▶ [SET OF TASKS]:
1. Echo the Hurricane Harvey travel alert word for word, from "In addition to" to "to be damaging.".
2. In the Hurricane Harvey travel alert, the sentence beginning "In addition to damaging winds" names several hazards before "the main event." List all of them.

▶ [PROVIDED TEXT]:
Travel Alert August 2017: Hurricane Harvey Threatens Western Gulf Coast

If southern portions of Texas and Louisiana are in your travel plans over the next few days, you may want to consider delaying your travel — or, at least, keep yourself updated as to the latest information pertaining to the weather — due to torrential rains which are expected to deliver as much as 24 inches of rain and catastrophic flooding due to what is expected to become a major hurricane.

Travel Alert August 2017: Hurricane Harvey Threatens Western Gulf Coast

Hurricane Harvey

Hurricane Harvey heads across the western Gulf of Mexico towards the coastline of the state of Texas, which is outlined with purple lines. Source: The National Oceanic and Atmospheric Administration of the Department of Commerce of the United States.

Hurricane Harvey — which is currently a Category 1 hurricane in the Gulf of Mexico and moving northwest at a speed of ten miles per hour — is expected to strengthen to become a Category 3 hurricane by the time landfall occurs in southern Texas tomorrow evening, Friday, August 25, 2017.

In addition to damaging winds, disruptions in power, dangerous surf and beach erosion, the main event is expected to be disastrous widespread flooding from as much as 24 inches of heavy rain — with some isolate tornadoes possible.

The flooding is expected to be so severe in cities such as Houston that evacuations are virtually certain to be mandatory in certain locations. Shortages in food, fuel and supplies is also a distinct possibility.

Although maximum sustained winds are currently at 85 miles per hour and are expected to increase to at least 111 miles per hour, wind gusts are expected to be damaging.

▶ [SOURCE EXCERPT]:
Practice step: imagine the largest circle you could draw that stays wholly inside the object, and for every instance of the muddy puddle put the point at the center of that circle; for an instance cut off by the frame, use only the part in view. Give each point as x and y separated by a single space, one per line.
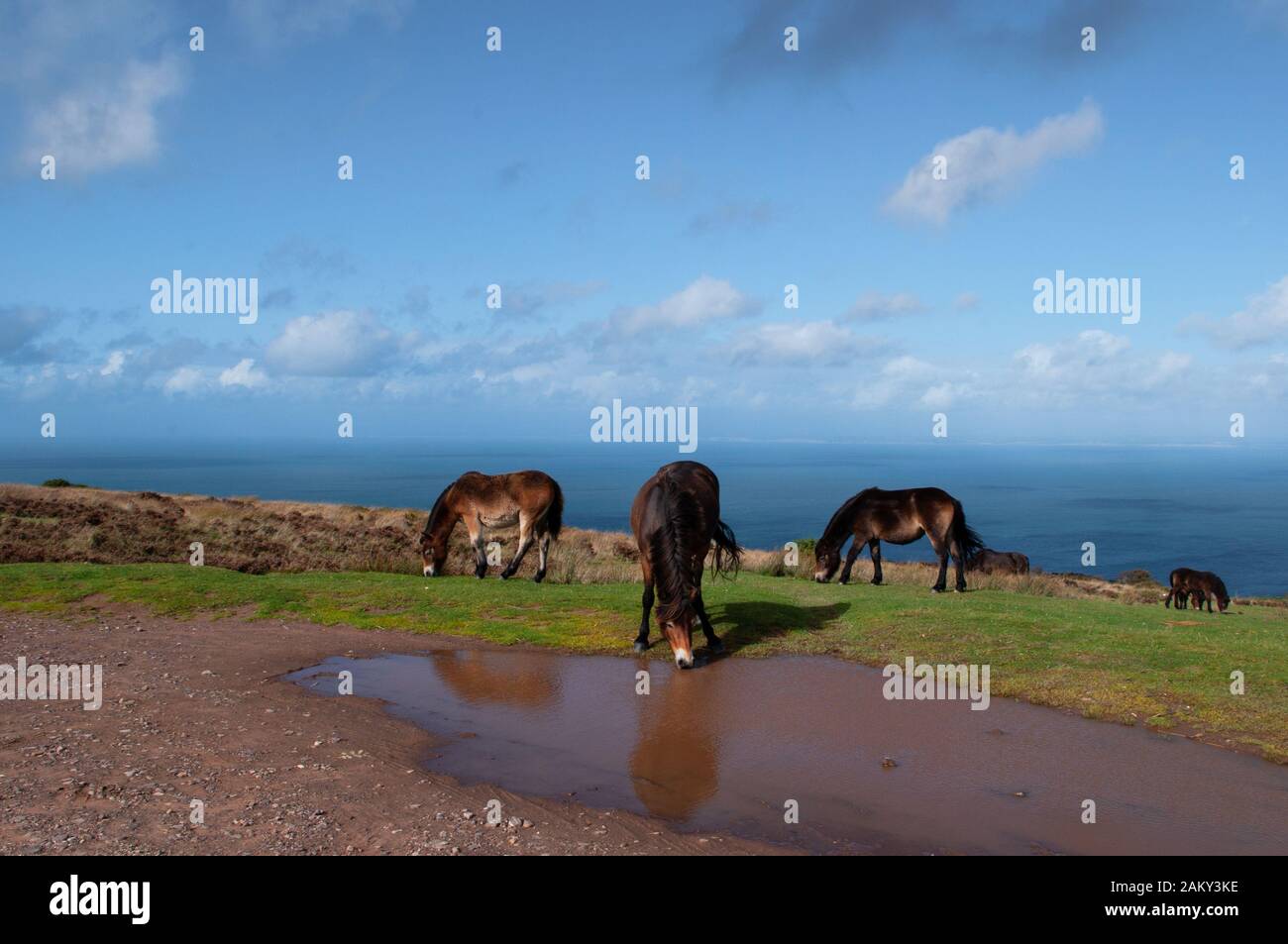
726 746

▶ [WRITTEN RESPONSES]:
1.
In addition to damaging winds, disruptions in power, dangerous surf and beach erosion, the main event is expected to be disastrous widespread flooding from as much as 24 inches of heavy rain — with some isolate tornadoes possible.

The flooding is expected to be so severe in cities such as Houston that evacuations are virtually certain to be mandatory in certain locations. Shortages in food, fuel and supplies is also a distinct possibility.

Although maximum sustained winds are currently at 85 miles per hour and are expected to increase to at least 111 miles per hour, wind gusts are expected to be damaging.

2.
- damaging winds
- disruptions in power
- dangerous surf
- beach erosion